Written problem A
Answer these questions about the text extract:
(i) Who refused to respond to OIP inquiries?
(ii) What date heads the post that follows?
(iii) Whom has the Kaua`i Police Commission filed suit against?

Text extract
Because all a person can do is file a civil suit and seek to overturn the actions. Even if this opinion wasn't three years old it doesn't seem to mean anything as far as the Penalty section is concerned.

Although in this case the opinion appears to say that the action was "willful"- especially since Asing and Nakamura refused to even respond to OIP inquiries- who exactly is there from whom to seek the criminal penalties... which, if we understand the American jurisprudence system correctly, is what is supposed to deter people from doing it again in the future, not encourage the action over and over by essentially saying the law is a joke.

Ah, crap- now we're thoroughly pissed off. Shoulda stuck with the news.

Tuesday, July 3, 2012


LET'S GO OUT TO THE LOBBY AND GET OURSELVES A WRIT: The news that the Kaua`i Police Commission has filed suit against Mayor Bernard Carvalho Jr. to have a court determine whether hizzonah had the power to suspend Police Chief Darryl Perry in February is no surprise.

Input
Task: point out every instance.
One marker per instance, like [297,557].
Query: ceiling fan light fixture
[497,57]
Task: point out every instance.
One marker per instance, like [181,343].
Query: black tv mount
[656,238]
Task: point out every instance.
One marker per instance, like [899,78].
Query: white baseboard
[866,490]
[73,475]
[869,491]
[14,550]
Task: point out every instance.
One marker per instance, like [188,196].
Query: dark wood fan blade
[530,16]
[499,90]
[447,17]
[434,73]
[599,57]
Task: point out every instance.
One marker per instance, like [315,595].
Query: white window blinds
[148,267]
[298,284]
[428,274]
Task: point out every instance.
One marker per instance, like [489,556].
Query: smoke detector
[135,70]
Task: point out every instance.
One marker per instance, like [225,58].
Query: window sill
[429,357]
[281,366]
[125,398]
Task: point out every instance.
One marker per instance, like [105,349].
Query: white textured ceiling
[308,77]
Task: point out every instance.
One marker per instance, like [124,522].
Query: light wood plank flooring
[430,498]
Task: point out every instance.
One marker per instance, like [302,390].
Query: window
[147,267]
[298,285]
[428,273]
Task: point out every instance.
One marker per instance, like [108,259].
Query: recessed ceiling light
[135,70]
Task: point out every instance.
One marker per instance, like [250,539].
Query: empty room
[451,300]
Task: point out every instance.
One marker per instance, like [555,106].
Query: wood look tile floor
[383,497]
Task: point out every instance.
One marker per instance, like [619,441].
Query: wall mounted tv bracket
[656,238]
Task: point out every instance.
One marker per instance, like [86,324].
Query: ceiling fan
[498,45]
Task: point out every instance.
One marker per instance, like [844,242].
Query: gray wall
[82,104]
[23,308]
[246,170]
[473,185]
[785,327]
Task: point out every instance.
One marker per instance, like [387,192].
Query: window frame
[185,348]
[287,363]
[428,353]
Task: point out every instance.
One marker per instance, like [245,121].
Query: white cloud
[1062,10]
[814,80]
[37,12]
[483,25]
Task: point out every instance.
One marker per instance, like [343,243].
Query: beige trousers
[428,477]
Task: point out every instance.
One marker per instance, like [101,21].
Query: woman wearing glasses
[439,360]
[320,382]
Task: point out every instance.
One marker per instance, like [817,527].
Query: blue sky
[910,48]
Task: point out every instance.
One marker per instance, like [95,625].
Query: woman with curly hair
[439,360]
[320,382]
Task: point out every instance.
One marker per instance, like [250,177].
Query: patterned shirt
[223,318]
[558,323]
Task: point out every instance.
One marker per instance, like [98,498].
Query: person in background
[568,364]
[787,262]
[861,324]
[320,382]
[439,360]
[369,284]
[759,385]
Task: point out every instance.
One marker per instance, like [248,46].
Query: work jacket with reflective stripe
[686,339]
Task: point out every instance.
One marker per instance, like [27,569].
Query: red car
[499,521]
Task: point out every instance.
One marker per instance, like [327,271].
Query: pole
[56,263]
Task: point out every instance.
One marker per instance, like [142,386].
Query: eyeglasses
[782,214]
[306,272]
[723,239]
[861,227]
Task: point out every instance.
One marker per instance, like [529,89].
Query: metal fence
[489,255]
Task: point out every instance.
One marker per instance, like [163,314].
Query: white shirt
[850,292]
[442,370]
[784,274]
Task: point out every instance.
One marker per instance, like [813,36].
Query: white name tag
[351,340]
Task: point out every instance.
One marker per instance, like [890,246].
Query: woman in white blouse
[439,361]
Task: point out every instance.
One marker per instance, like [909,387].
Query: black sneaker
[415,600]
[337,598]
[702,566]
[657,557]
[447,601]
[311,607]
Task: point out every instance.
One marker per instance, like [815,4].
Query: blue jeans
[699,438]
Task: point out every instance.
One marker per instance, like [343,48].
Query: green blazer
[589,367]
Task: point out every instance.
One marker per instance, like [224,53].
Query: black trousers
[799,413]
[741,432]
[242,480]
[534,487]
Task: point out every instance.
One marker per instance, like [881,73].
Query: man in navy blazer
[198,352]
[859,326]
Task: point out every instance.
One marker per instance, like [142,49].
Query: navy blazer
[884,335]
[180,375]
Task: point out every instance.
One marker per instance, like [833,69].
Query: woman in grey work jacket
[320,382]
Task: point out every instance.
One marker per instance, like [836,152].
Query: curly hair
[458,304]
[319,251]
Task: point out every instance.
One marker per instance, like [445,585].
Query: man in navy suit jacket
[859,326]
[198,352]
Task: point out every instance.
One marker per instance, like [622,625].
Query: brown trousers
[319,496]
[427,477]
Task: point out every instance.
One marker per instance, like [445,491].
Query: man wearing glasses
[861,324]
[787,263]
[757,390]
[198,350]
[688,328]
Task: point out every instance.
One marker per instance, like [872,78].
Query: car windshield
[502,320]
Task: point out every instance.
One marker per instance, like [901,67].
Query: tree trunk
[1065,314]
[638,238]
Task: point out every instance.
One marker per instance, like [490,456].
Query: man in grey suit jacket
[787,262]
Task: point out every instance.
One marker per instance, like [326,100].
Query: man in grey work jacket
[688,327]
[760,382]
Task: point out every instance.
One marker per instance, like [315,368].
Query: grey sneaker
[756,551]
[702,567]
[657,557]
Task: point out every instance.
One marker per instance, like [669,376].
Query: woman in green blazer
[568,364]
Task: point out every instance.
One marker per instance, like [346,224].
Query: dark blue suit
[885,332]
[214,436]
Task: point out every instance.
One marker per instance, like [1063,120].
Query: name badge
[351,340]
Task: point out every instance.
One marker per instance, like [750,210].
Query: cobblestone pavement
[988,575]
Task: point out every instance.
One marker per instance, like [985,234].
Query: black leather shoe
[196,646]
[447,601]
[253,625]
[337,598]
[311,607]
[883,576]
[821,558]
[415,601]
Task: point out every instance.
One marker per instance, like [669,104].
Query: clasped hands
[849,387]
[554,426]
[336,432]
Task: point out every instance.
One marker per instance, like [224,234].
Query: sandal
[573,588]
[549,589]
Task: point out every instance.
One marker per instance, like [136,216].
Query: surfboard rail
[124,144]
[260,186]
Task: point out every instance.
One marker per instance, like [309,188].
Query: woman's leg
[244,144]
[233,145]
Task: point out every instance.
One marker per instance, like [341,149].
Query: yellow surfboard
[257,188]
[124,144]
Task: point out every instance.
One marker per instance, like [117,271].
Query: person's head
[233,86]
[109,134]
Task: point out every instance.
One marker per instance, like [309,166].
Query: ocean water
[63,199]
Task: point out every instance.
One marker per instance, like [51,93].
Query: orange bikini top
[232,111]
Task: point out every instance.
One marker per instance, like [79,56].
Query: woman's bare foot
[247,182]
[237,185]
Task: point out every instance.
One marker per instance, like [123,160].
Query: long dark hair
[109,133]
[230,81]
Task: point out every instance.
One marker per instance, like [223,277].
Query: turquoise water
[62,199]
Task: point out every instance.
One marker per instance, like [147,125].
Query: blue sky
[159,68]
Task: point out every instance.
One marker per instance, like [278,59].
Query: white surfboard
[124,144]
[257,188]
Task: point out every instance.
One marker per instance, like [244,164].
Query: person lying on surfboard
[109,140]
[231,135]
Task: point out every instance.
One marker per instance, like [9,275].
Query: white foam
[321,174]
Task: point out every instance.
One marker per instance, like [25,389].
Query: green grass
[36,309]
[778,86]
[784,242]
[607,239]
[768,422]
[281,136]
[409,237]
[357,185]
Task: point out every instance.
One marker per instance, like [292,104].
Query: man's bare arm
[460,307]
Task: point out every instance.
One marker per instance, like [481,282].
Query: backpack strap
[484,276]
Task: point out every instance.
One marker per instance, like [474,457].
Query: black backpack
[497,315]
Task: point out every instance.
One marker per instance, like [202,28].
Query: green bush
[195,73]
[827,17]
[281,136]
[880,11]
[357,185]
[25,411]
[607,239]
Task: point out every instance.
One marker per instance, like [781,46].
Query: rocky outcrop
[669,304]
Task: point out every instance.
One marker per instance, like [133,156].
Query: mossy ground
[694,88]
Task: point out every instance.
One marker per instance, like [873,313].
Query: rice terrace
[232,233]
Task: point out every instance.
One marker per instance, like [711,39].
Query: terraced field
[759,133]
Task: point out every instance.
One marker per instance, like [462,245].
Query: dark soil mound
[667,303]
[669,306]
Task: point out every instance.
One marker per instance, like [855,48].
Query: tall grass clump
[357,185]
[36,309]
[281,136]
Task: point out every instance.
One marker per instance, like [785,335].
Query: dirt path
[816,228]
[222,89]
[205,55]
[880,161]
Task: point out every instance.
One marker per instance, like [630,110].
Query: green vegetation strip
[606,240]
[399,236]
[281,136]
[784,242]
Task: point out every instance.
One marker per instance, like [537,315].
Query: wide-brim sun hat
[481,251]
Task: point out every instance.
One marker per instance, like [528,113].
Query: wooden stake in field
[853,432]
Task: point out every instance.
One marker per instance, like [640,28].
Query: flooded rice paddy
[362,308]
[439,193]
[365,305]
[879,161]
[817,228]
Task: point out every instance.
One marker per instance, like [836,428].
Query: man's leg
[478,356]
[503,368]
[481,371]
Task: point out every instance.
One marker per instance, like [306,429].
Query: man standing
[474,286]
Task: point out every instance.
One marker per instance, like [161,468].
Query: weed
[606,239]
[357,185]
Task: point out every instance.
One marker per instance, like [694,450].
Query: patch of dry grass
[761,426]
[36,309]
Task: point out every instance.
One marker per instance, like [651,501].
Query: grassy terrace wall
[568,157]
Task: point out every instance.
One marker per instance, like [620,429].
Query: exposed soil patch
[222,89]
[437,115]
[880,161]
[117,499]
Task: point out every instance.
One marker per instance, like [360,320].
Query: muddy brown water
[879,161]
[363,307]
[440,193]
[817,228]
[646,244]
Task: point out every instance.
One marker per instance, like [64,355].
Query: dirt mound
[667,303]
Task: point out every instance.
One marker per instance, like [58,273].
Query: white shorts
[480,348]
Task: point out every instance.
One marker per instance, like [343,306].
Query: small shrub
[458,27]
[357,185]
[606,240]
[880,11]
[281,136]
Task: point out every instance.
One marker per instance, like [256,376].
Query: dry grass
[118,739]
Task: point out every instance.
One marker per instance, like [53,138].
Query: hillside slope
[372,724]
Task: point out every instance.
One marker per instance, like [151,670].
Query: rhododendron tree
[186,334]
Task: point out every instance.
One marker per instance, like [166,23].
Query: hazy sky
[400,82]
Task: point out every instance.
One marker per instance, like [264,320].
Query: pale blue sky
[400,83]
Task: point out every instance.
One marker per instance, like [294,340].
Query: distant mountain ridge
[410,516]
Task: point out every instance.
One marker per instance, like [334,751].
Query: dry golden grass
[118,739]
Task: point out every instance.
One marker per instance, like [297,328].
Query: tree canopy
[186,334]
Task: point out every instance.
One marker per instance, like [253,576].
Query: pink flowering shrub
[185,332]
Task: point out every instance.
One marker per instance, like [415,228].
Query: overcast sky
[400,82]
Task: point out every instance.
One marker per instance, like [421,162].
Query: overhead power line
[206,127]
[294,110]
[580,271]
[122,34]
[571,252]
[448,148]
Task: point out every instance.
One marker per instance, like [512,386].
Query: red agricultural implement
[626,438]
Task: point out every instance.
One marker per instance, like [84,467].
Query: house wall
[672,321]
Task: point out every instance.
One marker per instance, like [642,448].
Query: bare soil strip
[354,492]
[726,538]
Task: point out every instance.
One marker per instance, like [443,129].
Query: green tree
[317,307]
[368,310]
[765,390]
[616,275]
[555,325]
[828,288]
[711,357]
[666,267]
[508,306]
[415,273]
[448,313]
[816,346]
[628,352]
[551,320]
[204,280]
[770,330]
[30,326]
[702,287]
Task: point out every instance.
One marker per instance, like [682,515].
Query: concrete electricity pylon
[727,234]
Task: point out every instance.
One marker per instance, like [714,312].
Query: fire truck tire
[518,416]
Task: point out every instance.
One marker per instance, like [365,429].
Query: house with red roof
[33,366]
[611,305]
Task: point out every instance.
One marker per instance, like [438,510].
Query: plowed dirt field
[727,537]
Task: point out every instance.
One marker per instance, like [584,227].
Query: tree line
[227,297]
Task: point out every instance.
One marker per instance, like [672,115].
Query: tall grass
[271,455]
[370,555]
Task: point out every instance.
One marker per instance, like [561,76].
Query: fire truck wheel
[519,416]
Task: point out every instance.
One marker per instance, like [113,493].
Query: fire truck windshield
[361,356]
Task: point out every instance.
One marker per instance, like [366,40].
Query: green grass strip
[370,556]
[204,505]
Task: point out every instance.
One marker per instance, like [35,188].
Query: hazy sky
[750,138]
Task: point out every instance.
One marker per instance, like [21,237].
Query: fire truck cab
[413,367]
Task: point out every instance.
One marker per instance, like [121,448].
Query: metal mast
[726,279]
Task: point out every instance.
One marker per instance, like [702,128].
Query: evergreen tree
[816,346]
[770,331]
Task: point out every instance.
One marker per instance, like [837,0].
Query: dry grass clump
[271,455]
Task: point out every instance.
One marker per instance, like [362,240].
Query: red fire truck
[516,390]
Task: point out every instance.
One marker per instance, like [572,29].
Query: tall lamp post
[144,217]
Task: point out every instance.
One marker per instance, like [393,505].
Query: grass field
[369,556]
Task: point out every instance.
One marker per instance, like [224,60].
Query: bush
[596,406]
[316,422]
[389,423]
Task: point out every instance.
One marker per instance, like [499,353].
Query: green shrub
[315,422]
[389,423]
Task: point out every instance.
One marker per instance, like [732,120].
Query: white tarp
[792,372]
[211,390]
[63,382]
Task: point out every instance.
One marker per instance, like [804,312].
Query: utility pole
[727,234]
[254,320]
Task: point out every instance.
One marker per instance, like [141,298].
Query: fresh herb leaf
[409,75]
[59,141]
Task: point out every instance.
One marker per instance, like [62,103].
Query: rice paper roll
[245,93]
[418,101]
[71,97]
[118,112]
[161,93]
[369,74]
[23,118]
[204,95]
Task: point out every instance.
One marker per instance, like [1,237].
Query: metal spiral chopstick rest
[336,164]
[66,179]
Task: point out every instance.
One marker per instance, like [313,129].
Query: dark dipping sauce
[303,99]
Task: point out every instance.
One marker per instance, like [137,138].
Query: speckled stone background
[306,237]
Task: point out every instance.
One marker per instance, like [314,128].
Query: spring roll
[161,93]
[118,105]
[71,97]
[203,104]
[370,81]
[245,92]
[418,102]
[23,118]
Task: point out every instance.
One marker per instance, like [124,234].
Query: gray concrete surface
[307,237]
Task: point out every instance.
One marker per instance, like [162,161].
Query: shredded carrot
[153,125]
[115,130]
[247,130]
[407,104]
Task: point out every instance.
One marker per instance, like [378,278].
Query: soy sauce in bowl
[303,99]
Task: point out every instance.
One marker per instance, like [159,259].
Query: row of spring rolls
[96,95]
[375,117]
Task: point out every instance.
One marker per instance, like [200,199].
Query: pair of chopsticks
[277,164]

Written problem B
Pick out each line of the records that contains the word "sauce", and copy those lines.

Finished answer A
(i) Asing and Nakamura
(ii) Tuesday, July 3, 2012
(iii) Mayor Bernard Carvalho Jr.

Finished answer B
Query: dark dipping sauce
Query: soy sauce in bowl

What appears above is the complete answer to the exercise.